— Directions for this task —
Output the data below verbatim, line for line, omitting the pictures.

^^^^^^^^

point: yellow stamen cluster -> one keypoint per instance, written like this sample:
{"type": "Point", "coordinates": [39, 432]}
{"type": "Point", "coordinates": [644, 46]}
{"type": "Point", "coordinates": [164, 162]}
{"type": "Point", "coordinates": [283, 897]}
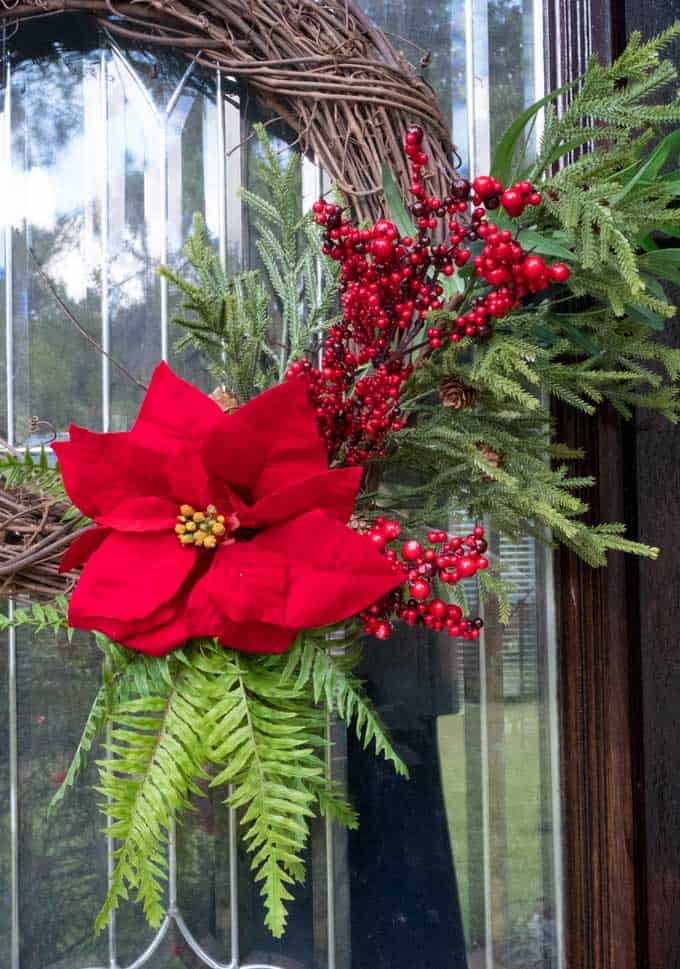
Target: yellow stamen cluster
{"type": "Point", "coordinates": [202, 529]}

^^^^^^^^

— Exercise answer —
point: yellow stamen cluster -> one keypoint per instance, written like this sample:
{"type": "Point", "coordinates": [39, 432]}
{"type": "Point", "coordinates": [644, 46]}
{"type": "Point", "coordinates": [164, 162]}
{"type": "Point", "coordinates": [283, 897]}
Target: yellow stamen cluster
{"type": "Point", "coordinates": [202, 529]}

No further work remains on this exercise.